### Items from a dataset
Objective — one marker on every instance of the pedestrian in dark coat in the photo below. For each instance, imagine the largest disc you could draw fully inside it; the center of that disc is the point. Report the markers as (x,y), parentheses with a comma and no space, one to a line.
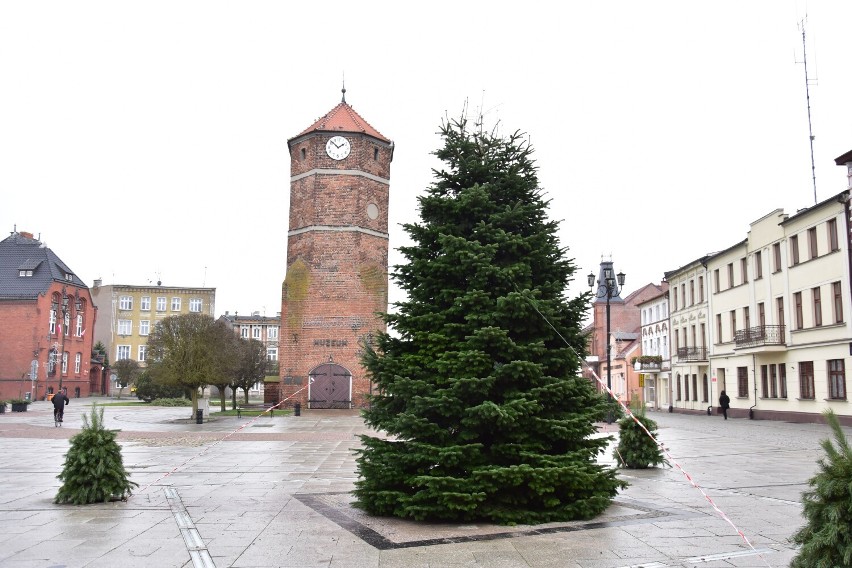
(725,403)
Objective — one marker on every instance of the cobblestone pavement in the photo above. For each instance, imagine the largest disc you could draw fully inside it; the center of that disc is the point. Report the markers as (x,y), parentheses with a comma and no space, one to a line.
(274,491)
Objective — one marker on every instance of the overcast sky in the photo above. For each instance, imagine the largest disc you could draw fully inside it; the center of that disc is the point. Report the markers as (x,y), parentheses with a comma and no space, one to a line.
(147,141)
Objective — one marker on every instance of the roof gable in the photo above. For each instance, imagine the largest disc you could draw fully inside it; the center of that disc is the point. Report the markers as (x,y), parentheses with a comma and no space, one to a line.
(21,252)
(342,118)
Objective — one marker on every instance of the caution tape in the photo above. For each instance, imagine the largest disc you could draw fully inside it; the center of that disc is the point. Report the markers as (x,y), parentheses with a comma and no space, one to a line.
(661,446)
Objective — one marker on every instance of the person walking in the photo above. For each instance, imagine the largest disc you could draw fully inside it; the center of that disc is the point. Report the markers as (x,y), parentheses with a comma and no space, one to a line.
(59,400)
(724,403)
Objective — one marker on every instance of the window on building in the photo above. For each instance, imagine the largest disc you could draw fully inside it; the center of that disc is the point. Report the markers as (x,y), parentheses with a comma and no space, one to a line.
(838,302)
(806,380)
(773,381)
(812,247)
(800,318)
(794,249)
(718,328)
(742,381)
(836,379)
(831,227)
(815,293)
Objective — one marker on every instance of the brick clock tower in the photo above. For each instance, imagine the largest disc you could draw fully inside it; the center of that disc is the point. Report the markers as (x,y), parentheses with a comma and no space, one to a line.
(337,259)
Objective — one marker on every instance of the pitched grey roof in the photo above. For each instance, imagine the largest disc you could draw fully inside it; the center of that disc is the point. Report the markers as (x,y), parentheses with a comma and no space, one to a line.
(20,251)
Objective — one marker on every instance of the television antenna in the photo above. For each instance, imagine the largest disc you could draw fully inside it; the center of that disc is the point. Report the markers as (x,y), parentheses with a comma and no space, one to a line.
(808,99)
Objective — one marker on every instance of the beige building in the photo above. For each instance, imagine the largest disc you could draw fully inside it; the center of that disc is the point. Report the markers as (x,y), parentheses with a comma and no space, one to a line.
(264,329)
(654,365)
(782,317)
(127,314)
(691,386)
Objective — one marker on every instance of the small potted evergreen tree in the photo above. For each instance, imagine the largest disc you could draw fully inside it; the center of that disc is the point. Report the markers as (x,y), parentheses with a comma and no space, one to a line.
(94,471)
(636,449)
(826,538)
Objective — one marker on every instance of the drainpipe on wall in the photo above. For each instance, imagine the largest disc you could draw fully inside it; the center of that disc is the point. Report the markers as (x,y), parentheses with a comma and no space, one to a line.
(754,374)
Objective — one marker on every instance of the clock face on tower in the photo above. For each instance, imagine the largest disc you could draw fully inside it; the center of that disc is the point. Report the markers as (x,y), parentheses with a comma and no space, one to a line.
(337,147)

### ABOUT THIS TASK
Repeat every entry above precisely, leaving each picture out.

### EXERCISE SOLUTION
Objective — one marker on every instance of the pedestrian in dark coat in the photo below. For each instance, imagine the largest disc you could draw fully inside it; the center of that disc is the point. Report the markers as (x,y), parentheses with a comma and no space, one to a line.
(725,403)
Objective — one marker on every instance of the cobblestone pavement in the photo above. For each instance, imagine the largest disc you could draw fully inside it; the center of that disc is the point. Report the markers as (x,y), parentheses with a comma and no space, one to a line.
(274,491)
Objective — one marker on every instance of the overcast sky in the photo above. For each instance, imagine the largest disc you could draw fully inside it; the center of that disc is the point. Report the markers as (x,y), parentheses with a comma and no space, one to a line.
(147,141)
Objective — one marker on every instance of the roof gable in the photo above. For each instance, imagine the largest disc you could draw fully inside it; the center of that disc is the point. Report the markers as (x,y), parentheses with a comma and no space, one to a line.
(21,252)
(342,118)
Objective — one marker on every instance of the caution tape in the photo above. For each instance, imagine the largest disc you could draw fully inside it; the center of that disc is the point. Report the markers as (x,y), parentheses with a comma and no space, one to a line.
(661,446)
Objective — one marker on every instance of the person walking in the photo above. For each instance, imagine the largest disc you could draw fully inside it; the center of that disc is the point. Report the markers as (x,y), parentheses with a comma and no space, one to a line.
(59,400)
(724,403)
Objective — one marker on every instance of the window on building in the photo above. For each instance, imagine the largest disc you could draw fully inside it; the center of that disc is the point. Report the markers as (x,y), parentheses with a comma and no space, one to a line.
(838,302)
(806,380)
(773,381)
(812,247)
(800,318)
(794,249)
(718,328)
(742,381)
(836,379)
(831,227)
(815,293)
Objective — one marker on every instance of the brick clock tower in the photo above. For each instance, imagine the largest disc you could draw fully inside it; the center of that disc is the point. Report the markers as (x,y), parentheses with a comma and no space, one to a line.
(337,259)
Objective — one marker on every instance of the pitched grey roof in the photo above. For each instance, imagine the largest disc you could draw fully inside it; the center of that disc is the point. Report the markers as (x,y), parentheses with a comma and no space, one to a line.
(20,251)
Objective — one marker on every instance of the television antenna in the photo above. For each instance, imagine the largest disc you could draw fully inside it; the center of that disc is the point. Report the markers as (x,y), parentheses with a comma and no space, one to a line.
(808,99)
Objective — one marker on every instance of the beige building in the photo above. For each instance, imagine the largest disc you could draw fully inside it; the center of that disc is the point. Report the markers as (x,y), parentheses with a comma and no space, one to a line.
(264,329)
(654,365)
(782,317)
(127,314)
(691,386)
Objective — one marker on every instance of the small potted evergreen tree in the photo above. For each instance, imagine the largest disc you could draw fully inside it; the center of that disc is the point. Report the markers as (x,y), parentheses with a comma and no space, one to a line.
(94,471)
(636,449)
(826,538)
Objective — one marker on every instance of the drainpipe on wall in the photo above. For each instance, imagine the largest disc you could draw fully inside it; the center of that disc is the point. Report the markers as (x,y), parentheses with a comma and no space, one to a line.
(754,374)
Objective — one marker on every instance of the clock face on tower in the photo above. For each instance, imagine the largest disc you could draw fully inside it; the center of that disc is the point. Report the markers as (x,y), parentheses with a comma and no space, one to a line.
(337,147)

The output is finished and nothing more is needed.